• **Task objective**
What is the number of lines in the entries that contain the word "aircraft"? Reply with that number only.

━━━━━━━━━━━━━━━━

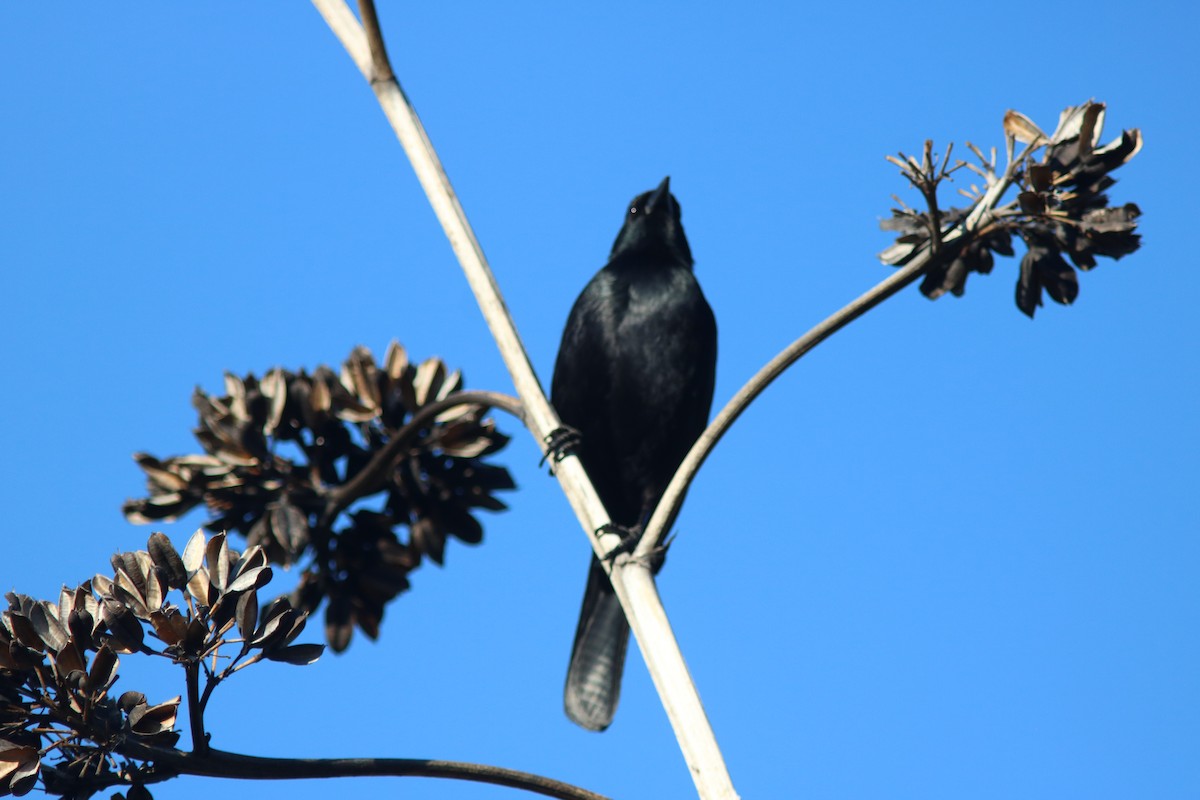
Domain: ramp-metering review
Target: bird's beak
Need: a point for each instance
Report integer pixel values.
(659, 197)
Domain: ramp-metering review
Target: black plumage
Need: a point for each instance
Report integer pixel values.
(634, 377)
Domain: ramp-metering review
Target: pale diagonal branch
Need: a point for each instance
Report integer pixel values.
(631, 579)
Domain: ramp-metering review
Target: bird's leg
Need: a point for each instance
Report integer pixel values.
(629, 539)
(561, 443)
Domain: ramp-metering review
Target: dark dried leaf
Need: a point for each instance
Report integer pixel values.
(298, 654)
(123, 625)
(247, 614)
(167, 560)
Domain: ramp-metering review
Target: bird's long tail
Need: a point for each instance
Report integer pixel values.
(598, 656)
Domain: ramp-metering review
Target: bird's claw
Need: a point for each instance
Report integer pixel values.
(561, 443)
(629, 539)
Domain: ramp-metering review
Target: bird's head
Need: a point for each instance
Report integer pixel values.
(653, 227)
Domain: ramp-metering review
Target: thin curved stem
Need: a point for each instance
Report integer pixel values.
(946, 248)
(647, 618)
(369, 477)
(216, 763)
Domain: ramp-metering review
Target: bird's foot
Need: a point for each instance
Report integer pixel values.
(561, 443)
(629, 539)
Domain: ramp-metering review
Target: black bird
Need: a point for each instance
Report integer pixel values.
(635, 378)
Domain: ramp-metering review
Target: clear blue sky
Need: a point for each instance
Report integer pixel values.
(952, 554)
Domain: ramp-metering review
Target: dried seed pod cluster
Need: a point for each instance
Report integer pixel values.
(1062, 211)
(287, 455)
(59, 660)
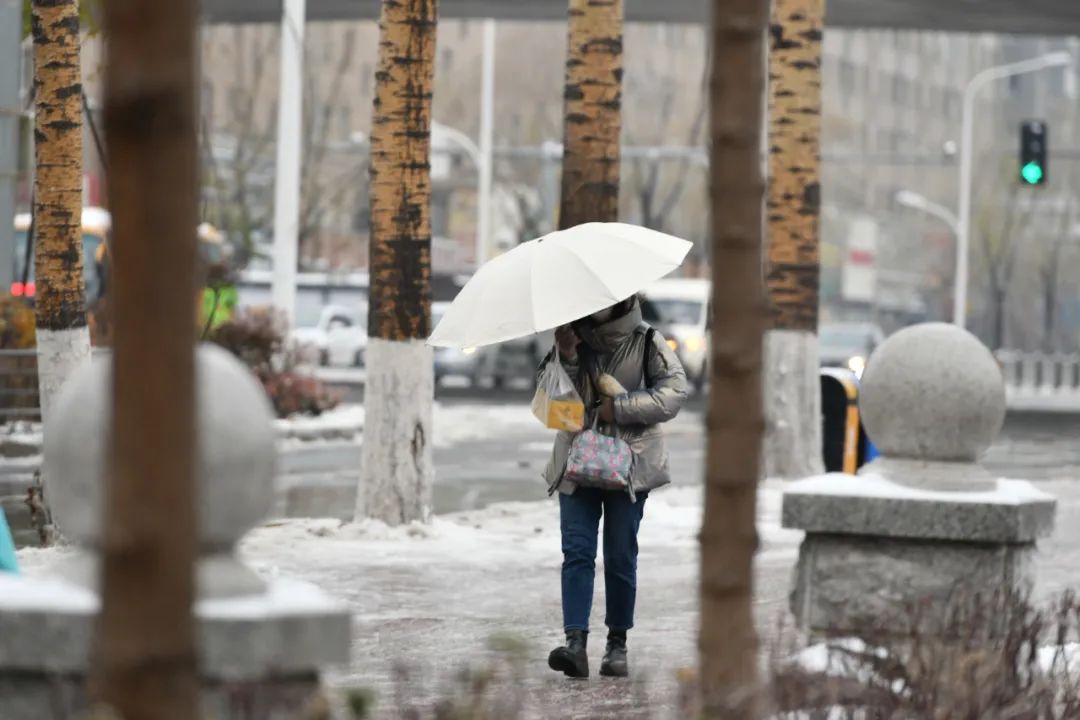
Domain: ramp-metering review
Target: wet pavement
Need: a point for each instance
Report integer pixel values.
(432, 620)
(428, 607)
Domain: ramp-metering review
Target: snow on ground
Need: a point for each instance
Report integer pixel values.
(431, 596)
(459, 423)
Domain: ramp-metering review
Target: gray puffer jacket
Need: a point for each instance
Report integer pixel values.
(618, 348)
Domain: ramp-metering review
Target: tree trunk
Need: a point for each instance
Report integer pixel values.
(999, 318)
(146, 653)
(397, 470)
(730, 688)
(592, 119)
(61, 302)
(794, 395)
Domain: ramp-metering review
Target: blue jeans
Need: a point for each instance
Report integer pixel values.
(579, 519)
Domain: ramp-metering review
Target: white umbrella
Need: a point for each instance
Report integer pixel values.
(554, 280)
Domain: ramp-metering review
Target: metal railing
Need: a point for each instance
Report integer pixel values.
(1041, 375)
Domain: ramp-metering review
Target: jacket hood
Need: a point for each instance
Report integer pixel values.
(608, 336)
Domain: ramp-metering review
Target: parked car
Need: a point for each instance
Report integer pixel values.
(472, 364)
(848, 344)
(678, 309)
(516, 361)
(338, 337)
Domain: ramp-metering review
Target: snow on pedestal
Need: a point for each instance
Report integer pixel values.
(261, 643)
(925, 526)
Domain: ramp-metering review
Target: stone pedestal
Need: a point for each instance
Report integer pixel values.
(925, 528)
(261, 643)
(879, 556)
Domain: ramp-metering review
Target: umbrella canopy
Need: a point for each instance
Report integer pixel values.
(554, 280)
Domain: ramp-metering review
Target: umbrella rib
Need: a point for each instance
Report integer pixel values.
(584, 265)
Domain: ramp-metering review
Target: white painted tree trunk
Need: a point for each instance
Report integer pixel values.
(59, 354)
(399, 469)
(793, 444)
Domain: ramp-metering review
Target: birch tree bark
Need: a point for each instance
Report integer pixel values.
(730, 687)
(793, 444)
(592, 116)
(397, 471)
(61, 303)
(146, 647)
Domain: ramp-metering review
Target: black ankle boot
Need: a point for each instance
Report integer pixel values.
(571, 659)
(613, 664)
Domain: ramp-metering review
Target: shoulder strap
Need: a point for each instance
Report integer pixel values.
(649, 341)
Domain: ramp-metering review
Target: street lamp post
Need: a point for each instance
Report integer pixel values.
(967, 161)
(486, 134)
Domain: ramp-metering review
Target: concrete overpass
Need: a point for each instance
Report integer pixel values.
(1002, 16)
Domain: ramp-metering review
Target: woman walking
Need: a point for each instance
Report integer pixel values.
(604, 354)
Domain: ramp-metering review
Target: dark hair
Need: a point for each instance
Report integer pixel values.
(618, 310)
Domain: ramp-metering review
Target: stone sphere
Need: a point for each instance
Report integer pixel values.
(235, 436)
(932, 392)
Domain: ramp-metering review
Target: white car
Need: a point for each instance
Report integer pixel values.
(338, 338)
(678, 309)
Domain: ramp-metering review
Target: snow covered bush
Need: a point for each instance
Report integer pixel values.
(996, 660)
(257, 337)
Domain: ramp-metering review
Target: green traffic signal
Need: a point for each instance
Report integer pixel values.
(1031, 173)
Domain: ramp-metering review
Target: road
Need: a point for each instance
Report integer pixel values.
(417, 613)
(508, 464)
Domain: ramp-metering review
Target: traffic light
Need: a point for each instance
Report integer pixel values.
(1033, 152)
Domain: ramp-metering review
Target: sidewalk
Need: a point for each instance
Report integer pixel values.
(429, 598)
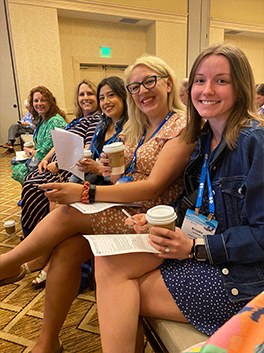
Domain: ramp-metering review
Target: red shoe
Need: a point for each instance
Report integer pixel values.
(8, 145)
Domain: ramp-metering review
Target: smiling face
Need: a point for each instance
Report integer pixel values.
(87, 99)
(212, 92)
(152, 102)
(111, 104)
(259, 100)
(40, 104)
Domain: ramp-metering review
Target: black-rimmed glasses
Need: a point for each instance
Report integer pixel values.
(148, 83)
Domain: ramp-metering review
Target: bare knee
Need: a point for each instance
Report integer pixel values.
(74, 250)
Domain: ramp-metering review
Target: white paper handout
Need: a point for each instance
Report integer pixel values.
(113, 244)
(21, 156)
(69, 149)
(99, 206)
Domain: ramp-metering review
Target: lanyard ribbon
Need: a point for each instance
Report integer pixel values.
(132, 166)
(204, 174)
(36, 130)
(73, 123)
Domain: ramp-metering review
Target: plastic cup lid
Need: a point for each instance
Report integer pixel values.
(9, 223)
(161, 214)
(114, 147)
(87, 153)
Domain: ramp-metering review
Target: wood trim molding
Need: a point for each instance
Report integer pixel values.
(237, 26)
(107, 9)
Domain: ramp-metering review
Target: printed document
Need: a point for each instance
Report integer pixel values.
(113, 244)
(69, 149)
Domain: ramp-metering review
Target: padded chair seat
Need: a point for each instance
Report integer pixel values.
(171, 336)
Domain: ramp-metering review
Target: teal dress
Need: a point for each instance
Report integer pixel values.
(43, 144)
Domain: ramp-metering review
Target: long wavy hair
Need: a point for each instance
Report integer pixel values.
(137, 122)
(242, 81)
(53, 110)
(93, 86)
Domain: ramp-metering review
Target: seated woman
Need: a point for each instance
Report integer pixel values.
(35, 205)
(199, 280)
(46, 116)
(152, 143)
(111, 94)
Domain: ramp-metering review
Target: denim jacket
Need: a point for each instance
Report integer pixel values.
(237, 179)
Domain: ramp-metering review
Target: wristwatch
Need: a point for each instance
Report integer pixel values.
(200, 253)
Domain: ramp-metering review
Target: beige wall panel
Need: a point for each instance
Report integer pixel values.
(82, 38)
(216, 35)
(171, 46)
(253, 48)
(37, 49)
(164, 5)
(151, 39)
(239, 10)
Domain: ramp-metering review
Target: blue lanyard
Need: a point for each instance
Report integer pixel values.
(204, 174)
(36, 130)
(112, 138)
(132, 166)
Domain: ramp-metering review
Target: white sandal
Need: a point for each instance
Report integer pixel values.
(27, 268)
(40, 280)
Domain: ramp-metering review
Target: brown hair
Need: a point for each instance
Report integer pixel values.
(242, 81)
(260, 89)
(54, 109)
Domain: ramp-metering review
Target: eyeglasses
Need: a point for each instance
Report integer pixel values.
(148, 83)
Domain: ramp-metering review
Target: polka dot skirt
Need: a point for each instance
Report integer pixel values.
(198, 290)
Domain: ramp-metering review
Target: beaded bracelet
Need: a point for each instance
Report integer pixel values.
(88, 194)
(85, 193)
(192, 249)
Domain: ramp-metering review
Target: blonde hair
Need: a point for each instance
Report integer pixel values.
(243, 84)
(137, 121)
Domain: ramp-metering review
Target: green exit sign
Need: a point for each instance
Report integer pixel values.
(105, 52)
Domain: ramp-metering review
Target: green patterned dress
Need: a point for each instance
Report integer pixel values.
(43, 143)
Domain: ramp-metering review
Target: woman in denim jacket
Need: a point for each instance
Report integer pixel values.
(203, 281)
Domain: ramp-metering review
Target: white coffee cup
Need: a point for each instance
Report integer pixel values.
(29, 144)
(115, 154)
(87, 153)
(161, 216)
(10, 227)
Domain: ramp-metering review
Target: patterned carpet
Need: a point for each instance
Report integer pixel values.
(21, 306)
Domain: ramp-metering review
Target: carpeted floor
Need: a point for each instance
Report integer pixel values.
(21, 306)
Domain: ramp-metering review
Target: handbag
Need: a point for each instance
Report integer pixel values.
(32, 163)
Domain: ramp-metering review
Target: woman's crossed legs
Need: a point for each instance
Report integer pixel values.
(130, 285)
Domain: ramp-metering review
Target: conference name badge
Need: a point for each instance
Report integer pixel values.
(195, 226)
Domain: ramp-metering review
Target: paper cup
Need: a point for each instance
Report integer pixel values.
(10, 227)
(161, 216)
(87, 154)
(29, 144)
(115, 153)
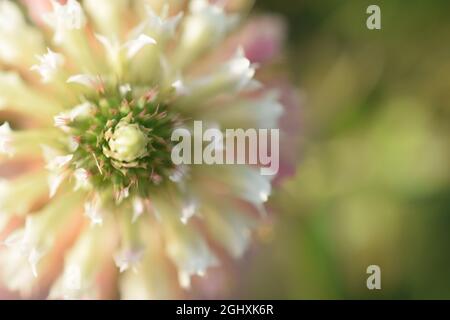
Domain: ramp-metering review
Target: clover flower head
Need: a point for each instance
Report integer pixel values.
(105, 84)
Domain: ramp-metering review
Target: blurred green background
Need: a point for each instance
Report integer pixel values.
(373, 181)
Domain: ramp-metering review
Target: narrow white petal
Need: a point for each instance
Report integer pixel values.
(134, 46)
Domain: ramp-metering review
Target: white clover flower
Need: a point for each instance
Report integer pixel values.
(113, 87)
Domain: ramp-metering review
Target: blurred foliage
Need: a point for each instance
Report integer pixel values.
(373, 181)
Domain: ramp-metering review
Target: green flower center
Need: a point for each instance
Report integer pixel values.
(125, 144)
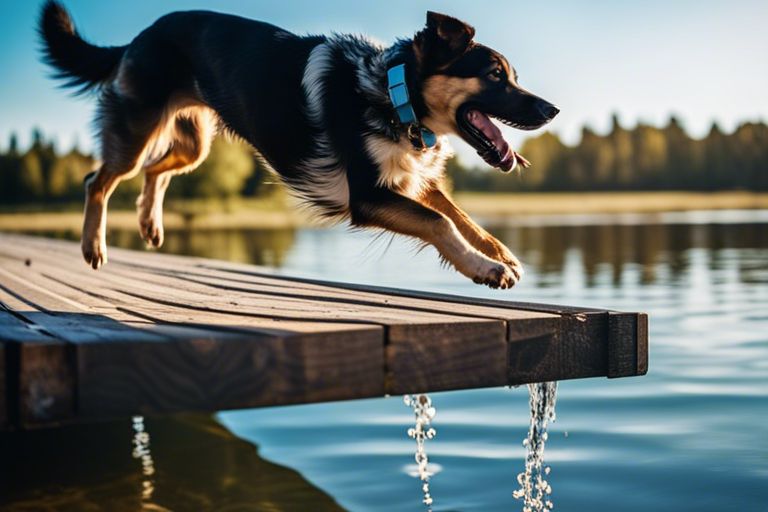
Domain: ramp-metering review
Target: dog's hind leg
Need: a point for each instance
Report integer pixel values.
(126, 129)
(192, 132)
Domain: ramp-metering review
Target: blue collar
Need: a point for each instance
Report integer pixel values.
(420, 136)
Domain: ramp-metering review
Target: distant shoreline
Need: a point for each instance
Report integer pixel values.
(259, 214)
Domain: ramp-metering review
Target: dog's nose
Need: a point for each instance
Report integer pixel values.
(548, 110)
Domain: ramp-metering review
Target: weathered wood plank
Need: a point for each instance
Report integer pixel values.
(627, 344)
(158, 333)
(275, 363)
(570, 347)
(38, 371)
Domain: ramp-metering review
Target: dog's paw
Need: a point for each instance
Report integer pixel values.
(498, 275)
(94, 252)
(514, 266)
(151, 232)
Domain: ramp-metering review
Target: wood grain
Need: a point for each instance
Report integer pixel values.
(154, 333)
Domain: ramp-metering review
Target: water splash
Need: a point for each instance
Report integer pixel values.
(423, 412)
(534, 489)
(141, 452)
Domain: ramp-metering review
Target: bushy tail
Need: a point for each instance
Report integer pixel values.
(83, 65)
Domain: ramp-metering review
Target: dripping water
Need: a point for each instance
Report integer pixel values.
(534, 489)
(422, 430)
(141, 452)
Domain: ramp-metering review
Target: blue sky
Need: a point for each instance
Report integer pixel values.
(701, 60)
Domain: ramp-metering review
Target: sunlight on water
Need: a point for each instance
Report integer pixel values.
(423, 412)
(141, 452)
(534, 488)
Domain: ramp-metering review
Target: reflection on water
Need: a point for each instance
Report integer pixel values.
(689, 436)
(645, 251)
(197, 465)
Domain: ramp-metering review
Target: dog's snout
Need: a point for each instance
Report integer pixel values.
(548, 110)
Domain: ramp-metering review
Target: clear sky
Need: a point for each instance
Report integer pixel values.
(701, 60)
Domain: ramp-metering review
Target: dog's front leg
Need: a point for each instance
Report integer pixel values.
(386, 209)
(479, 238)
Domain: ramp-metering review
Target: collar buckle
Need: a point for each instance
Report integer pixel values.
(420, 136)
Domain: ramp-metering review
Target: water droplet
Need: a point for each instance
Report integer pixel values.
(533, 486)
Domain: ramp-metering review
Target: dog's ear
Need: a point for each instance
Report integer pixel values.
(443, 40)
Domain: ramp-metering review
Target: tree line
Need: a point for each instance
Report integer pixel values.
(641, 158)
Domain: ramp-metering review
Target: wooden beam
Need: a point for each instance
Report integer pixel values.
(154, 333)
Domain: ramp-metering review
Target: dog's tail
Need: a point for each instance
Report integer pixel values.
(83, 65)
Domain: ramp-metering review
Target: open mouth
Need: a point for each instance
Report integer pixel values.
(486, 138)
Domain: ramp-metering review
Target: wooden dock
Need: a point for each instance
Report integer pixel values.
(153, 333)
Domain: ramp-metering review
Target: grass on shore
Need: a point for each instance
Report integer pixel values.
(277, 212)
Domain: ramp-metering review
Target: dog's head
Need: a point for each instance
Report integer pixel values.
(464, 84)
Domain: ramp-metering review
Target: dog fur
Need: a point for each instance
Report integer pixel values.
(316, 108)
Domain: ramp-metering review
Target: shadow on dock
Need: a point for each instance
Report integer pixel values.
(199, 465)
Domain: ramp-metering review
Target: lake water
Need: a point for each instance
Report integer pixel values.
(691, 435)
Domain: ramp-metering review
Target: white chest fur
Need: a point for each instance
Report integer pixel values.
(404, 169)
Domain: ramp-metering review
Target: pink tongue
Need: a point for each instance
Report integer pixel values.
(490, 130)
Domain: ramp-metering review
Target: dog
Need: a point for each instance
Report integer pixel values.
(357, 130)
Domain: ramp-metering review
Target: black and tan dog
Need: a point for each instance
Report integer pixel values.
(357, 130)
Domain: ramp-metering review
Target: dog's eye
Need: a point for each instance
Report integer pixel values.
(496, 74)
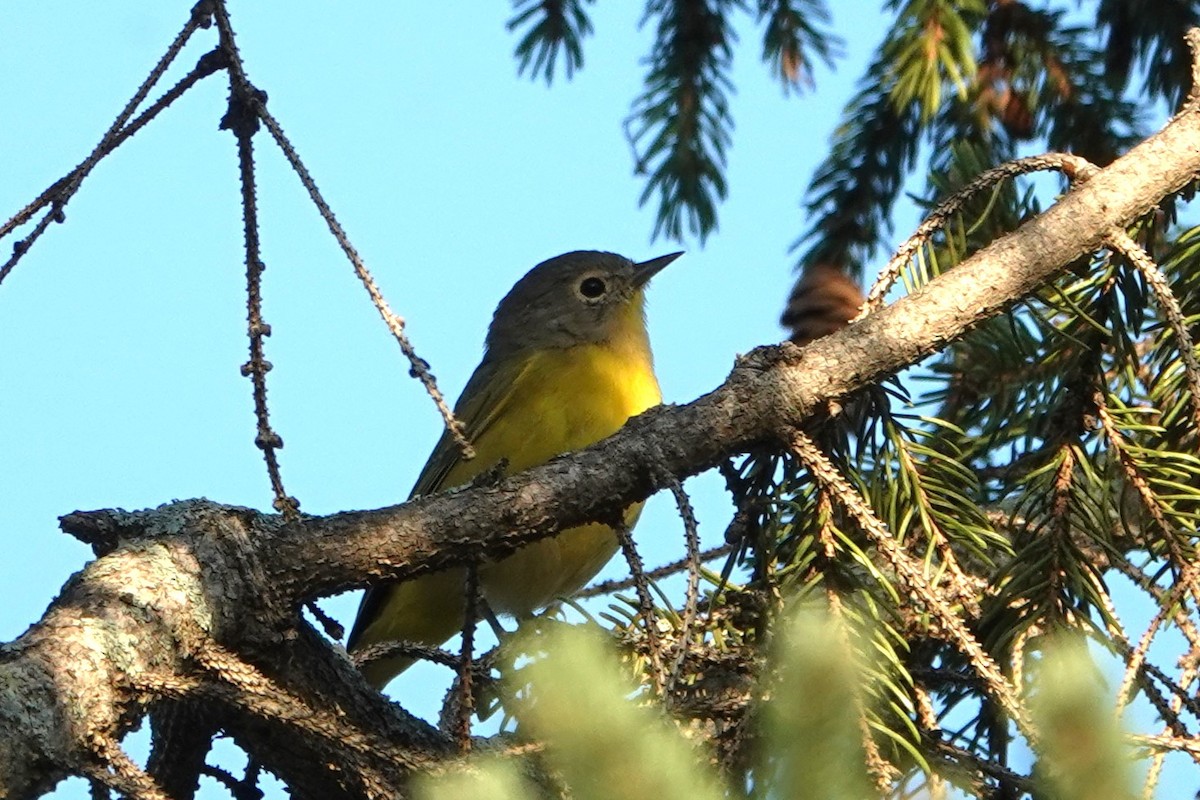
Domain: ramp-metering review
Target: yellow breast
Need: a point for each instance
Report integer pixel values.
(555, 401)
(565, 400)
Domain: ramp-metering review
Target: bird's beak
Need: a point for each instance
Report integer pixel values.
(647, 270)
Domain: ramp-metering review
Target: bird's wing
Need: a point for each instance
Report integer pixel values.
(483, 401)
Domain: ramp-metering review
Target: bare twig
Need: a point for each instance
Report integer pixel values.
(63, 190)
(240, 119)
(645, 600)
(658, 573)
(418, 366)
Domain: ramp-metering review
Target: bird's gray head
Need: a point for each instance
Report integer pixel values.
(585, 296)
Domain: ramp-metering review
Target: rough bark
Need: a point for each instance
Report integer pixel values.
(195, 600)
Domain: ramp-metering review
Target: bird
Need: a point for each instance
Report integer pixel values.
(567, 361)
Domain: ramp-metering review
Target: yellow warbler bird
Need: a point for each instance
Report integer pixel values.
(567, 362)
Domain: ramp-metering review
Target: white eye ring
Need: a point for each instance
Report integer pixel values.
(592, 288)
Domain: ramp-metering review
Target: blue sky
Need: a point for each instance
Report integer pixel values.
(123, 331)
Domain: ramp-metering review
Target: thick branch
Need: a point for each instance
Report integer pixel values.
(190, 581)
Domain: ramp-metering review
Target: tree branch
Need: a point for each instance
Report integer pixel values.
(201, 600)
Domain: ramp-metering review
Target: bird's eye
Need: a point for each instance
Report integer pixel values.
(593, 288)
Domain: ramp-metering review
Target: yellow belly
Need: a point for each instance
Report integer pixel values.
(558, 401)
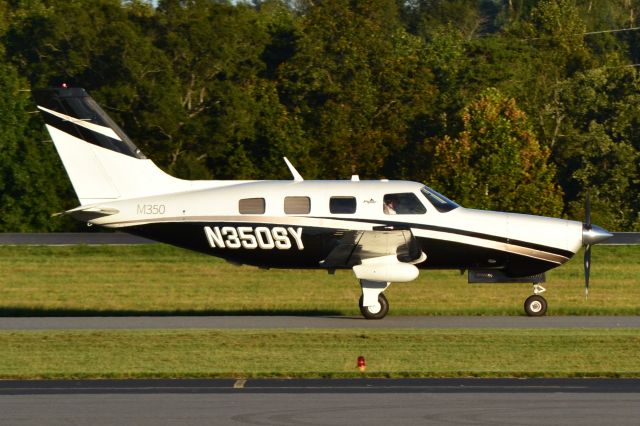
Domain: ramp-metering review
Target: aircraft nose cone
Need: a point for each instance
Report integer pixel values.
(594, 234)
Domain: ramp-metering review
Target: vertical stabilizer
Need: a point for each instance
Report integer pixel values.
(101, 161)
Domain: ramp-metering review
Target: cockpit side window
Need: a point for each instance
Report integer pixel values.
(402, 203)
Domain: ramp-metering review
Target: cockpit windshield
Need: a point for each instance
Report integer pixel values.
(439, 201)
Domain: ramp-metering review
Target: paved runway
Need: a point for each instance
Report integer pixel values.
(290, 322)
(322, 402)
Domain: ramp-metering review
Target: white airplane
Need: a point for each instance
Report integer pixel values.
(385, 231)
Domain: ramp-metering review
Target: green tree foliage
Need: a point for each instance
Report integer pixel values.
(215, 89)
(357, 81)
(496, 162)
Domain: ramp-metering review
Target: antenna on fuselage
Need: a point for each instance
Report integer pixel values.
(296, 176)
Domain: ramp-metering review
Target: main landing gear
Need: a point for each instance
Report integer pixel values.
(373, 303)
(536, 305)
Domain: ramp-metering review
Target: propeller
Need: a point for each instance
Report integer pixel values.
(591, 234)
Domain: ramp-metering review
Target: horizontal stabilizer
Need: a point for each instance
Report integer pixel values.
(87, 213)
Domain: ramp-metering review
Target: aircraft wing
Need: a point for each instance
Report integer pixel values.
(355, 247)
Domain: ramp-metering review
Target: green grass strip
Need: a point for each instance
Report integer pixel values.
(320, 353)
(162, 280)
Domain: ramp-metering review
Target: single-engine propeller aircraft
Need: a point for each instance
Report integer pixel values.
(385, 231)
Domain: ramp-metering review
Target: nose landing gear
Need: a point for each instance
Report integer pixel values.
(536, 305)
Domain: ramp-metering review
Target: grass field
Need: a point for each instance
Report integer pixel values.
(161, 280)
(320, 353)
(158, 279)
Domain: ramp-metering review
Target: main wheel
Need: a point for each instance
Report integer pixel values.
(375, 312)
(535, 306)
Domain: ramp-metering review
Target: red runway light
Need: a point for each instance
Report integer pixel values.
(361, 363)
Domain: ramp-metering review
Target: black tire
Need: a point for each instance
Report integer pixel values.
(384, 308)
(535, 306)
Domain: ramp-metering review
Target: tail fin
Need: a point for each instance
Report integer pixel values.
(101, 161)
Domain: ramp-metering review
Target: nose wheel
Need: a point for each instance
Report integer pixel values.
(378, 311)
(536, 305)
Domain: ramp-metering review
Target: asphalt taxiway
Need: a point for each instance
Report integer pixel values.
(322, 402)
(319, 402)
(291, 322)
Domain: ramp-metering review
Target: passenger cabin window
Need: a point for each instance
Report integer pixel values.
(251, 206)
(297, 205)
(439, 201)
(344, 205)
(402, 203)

━━━━━━━━━━━━━━━━

• **Written answer**
3